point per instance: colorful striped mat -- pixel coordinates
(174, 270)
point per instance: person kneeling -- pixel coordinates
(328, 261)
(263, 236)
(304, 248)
★ ★ ★ ★ ★
Reproduce all the records, renaming "pixel coordinates" to "image coordinates" wherever it occurs and keeping everything else unchanged.

■ Result of the exercise:
point per instance: colorful striped mat -- image coordinates
(174, 270)
point per instance: person kneeling -- image coordinates
(328, 261)
(263, 236)
(304, 248)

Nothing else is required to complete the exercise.